Prompt —
Restate word for word each line of the data, starting at the one containing "Could you please indicate the red brick" and running through the last.

Data to examine —
* * * * *

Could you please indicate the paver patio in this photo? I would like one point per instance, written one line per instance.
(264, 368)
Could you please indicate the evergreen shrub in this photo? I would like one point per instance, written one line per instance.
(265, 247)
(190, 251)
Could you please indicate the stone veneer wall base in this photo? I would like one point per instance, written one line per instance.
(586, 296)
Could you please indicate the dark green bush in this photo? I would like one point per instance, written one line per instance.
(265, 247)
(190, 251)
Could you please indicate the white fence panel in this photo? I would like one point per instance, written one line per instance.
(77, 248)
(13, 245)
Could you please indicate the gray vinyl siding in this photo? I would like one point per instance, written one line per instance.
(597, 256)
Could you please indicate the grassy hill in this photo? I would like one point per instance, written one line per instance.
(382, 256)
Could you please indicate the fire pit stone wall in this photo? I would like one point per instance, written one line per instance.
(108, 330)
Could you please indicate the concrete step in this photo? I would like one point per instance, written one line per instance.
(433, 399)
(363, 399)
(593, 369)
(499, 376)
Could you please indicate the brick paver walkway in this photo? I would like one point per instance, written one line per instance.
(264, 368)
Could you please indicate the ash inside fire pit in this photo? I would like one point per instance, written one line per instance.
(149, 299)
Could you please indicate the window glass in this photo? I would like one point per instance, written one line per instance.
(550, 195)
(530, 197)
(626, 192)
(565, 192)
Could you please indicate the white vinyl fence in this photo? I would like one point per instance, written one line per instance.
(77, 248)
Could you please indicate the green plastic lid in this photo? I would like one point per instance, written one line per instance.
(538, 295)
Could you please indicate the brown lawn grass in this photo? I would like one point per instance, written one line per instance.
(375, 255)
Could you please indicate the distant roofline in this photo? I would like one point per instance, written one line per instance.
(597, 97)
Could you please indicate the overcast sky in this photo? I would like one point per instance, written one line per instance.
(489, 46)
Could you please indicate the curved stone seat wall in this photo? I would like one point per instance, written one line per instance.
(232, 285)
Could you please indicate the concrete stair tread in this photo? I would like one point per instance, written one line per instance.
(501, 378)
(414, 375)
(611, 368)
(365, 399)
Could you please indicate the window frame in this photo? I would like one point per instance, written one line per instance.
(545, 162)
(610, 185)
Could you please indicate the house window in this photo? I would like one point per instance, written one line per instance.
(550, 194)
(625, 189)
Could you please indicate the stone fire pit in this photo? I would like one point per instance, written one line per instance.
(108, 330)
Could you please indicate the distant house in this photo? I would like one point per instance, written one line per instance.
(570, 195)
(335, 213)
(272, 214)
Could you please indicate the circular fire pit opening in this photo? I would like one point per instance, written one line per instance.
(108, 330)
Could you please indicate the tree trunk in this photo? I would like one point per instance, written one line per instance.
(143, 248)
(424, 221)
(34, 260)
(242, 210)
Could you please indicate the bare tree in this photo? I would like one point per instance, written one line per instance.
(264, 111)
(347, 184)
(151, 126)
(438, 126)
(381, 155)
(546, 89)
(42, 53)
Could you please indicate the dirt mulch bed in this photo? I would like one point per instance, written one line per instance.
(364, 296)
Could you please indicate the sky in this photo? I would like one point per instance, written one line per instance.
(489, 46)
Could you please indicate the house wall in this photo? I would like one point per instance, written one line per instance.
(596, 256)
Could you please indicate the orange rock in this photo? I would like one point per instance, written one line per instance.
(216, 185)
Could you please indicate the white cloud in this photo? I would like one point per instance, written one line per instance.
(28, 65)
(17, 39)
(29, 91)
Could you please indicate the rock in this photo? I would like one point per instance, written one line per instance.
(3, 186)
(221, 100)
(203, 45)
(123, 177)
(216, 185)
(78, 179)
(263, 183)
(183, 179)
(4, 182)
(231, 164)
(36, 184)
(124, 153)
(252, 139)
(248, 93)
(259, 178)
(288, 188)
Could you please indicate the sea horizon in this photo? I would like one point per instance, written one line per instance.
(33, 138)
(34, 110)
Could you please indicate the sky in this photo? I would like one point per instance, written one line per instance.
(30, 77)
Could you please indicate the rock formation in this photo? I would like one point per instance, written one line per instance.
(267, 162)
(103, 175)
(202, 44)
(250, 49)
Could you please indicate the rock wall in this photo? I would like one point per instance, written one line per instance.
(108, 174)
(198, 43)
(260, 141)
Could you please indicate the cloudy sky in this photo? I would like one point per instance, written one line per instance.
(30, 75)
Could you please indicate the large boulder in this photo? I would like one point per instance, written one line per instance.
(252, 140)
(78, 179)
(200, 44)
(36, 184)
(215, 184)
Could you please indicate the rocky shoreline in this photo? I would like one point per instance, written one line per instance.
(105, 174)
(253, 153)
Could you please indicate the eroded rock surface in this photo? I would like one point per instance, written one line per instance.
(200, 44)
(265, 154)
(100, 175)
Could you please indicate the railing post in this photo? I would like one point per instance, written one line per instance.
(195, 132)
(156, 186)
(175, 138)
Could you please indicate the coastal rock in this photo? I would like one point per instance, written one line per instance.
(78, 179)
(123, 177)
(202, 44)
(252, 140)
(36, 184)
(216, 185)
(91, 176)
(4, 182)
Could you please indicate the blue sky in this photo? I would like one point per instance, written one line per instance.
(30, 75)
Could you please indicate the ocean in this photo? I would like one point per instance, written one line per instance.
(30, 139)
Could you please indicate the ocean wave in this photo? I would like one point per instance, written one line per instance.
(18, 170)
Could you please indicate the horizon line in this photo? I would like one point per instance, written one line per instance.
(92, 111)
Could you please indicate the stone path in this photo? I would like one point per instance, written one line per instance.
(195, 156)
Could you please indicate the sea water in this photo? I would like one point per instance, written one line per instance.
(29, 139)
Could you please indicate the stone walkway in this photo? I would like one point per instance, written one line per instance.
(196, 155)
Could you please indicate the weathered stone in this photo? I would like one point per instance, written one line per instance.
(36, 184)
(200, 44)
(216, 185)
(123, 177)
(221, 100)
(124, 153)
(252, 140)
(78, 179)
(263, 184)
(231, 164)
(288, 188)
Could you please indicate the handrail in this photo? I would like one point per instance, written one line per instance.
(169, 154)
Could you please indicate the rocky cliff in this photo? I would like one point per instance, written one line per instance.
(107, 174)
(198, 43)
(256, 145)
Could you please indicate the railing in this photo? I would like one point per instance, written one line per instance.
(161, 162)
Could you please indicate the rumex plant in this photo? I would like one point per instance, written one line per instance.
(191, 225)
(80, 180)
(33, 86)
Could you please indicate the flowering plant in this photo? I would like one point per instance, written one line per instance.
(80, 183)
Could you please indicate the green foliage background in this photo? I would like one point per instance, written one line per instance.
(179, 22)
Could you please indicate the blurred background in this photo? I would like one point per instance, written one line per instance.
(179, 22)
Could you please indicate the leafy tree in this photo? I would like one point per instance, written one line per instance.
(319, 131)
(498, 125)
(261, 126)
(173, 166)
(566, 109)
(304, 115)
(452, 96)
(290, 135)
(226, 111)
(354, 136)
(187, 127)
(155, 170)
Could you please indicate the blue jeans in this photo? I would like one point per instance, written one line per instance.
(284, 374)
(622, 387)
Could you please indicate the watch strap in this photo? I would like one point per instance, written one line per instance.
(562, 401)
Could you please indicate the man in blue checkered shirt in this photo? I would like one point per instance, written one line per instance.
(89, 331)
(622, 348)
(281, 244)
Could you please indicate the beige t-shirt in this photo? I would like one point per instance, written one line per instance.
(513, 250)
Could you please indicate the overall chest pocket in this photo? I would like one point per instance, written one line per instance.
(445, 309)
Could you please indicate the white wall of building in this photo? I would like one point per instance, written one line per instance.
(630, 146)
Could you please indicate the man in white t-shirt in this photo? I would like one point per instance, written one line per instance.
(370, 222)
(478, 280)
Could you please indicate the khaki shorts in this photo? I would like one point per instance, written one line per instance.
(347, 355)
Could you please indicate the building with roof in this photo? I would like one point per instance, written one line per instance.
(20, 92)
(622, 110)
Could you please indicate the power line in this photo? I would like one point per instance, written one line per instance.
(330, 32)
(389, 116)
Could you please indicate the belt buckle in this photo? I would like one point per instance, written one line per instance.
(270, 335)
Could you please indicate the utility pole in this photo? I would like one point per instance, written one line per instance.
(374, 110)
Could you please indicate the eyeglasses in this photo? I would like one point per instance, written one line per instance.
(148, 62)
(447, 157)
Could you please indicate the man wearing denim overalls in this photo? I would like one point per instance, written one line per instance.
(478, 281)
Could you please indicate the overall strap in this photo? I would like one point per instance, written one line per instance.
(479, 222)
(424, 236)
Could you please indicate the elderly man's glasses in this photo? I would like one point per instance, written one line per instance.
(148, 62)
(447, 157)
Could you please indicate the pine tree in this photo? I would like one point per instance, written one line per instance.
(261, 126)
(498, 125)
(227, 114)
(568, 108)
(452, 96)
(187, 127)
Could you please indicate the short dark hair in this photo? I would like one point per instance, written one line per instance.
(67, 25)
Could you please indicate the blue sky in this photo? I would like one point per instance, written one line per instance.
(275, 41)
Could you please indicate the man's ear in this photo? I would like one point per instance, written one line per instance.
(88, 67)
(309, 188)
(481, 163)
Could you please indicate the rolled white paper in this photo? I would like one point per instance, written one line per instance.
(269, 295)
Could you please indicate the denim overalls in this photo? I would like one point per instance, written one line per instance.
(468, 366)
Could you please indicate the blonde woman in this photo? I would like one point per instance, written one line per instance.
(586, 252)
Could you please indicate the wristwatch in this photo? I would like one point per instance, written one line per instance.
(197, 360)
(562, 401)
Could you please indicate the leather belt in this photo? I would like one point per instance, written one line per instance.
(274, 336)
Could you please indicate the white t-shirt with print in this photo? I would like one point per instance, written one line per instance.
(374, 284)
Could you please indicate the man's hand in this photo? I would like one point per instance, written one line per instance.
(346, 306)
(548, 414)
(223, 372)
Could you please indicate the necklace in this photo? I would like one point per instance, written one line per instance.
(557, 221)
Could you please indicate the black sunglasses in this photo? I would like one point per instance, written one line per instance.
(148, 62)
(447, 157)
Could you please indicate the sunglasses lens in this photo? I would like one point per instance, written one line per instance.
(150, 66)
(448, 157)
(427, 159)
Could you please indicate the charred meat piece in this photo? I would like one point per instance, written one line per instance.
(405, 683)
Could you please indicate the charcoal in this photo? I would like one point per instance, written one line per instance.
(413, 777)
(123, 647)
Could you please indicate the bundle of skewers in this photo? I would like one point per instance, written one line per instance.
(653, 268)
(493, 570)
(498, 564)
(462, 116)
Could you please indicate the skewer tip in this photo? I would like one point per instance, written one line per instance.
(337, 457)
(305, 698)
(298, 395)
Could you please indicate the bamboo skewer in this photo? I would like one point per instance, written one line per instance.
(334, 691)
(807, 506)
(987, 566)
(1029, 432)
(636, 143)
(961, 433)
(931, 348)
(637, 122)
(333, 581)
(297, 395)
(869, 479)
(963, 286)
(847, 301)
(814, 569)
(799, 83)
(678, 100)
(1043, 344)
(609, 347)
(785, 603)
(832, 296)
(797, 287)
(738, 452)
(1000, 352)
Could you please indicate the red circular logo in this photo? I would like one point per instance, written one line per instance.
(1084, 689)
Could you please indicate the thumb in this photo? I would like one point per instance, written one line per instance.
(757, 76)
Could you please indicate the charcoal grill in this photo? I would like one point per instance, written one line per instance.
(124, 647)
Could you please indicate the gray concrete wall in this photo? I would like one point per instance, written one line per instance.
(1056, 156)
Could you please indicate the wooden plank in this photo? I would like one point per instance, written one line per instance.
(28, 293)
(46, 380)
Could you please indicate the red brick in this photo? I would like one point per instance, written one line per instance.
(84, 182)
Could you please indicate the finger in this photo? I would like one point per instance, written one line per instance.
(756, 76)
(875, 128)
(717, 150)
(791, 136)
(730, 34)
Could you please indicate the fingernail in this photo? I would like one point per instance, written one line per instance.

* * * * *

Answer area —
Could you please indicate the red brick in this photo? I would like one point per instance, written one line per instance.
(84, 182)
Could you please indicate the finger in this photo? I would like one point per instance, written one line per instance.
(756, 76)
(875, 128)
(717, 150)
(791, 136)
(730, 34)
Could you please indicate the fingernail in this photo? I would like one point per instance, written one line per instance.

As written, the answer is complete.